- [Written task] List each line in the records below that contains the string "target".

- [Given records]
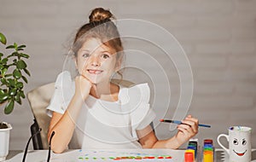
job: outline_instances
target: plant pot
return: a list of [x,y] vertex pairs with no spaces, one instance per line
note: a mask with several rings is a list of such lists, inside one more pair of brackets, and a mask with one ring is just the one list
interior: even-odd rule
[[9,130],[12,126],[9,124],[6,124],[7,128],[0,128],[0,161],[4,161],[9,153]]

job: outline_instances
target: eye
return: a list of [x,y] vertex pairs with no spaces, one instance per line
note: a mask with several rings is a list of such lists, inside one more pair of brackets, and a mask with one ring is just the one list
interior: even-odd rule
[[89,57],[90,56],[90,54],[88,54],[88,53],[84,53],[84,54],[83,54],[83,55],[82,55],[83,57]]
[[234,143],[234,145],[238,145],[238,140],[237,139],[234,139],[233,143]]
[[108,58],[109,58],[109,55],[108,54],[102,54],[102,57],[104,59],[108,59]]

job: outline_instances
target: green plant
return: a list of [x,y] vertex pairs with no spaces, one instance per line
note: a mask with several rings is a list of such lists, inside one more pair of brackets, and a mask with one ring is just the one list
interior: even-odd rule
[[[0,42],[6,45],[6,38],[0,32]],[[21,105],[21,98],[26,98],[23,88],[24,84],[27,84],[27,78],[23,75],[30,76],[27,66],[24,59],[28,59],[29,55],[22,53],[26,45],[8,45],[6,51],[11,49],[12,52],[6,56],[0,52],[0,103],[7,102],[4,107],[4,113],[12,113],[15,103]],[[0,84],[1,84],[0,83]]]

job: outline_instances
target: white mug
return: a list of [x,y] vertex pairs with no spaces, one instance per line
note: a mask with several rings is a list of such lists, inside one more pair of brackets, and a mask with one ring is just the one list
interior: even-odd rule
[[[218,135],[217,141],[230,155],[230,162],[250,162],[252,159],[251,147],[252,129],[246,126],[232,126],[229,129],[229,135]],[[223,146],[220,137],[226,137],[229,142],[229,149]]]

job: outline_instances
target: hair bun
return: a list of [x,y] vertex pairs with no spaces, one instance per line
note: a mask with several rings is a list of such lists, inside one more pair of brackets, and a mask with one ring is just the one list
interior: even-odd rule
[[113,18],[113,15],[109,10],[102,8],[96,8],[93,9],[89,16],[90,22],[101,21],[110,18]]

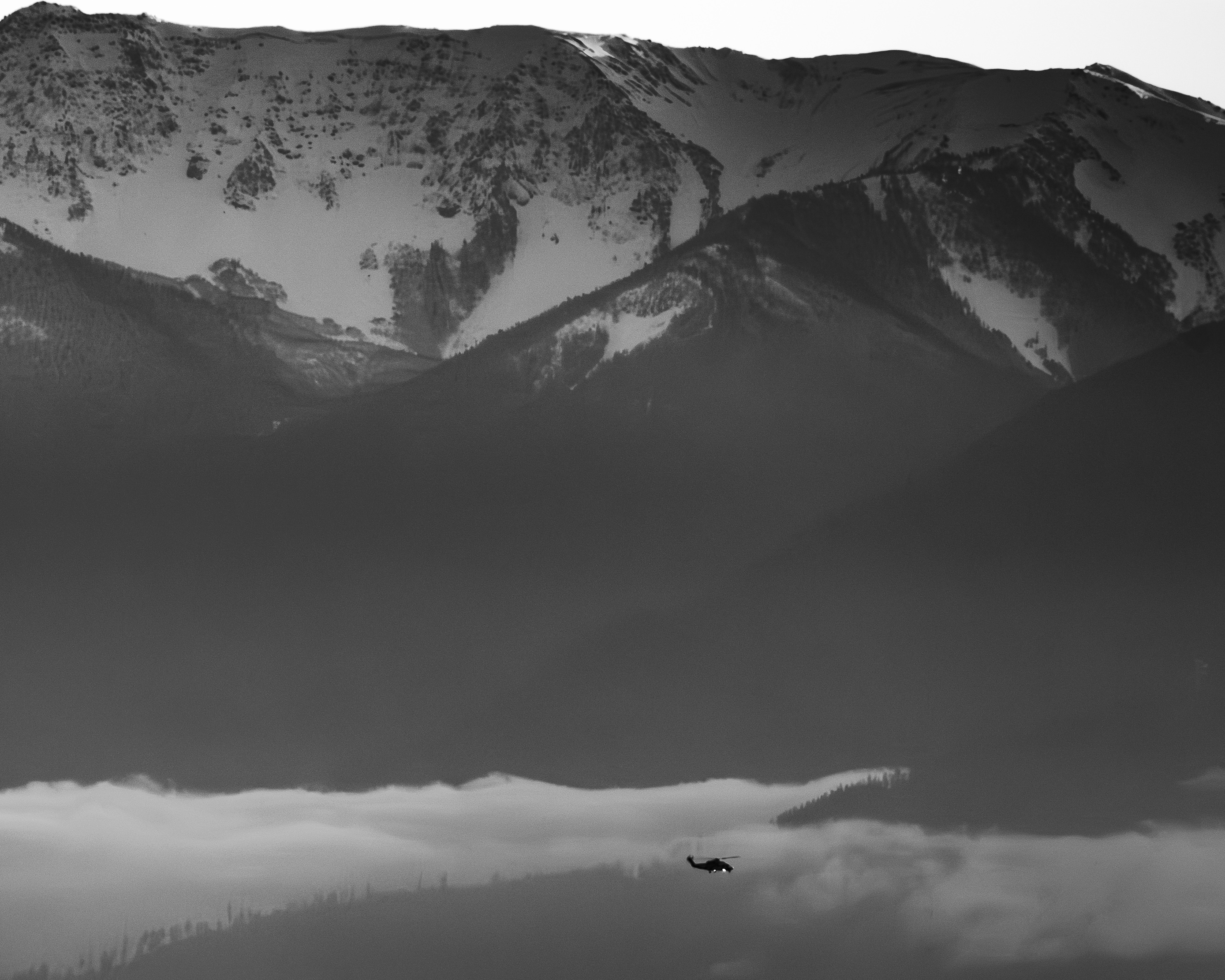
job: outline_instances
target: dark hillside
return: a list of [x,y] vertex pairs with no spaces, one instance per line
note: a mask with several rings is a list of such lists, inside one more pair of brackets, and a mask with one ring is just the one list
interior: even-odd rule
[[[870,211],[848,194],[838,207]],[[616,288],[271,437],[78,480],[11,474],[24,666],[4,693],[20,748],[2,779],[484,774],[517,744],[505,725],[533,726],[480,720],[508,691],[530,679],[562,704],[636,662],[593,644],[559,668],[577,637],[666,608],[1040,394],[924,320],[969,323],[920,254],[888,260],[926,298],[902,316],[805,244],[822,207],[731,216]],[[677,294],[685,312],[632,354],[601,360],[603,334],[567,333],[625,295]],[[693,775],[742,763],[676,760]]]
[[494,768],[576,778],[578,746],[609,778],[654,758],[655,782],[926,763],[974,794],[995,767],[1062,828],[1109,817],[1078,811],[1094,795],[1123,822],[1177,795],[1225,752],[1221,338],[1052,392],[708,600],[584,637],[472,715],[533,719]]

- [Task result]
target: plant pot
target: eye
target: green plant
target: white mug
target: hair bun
target: dark hillside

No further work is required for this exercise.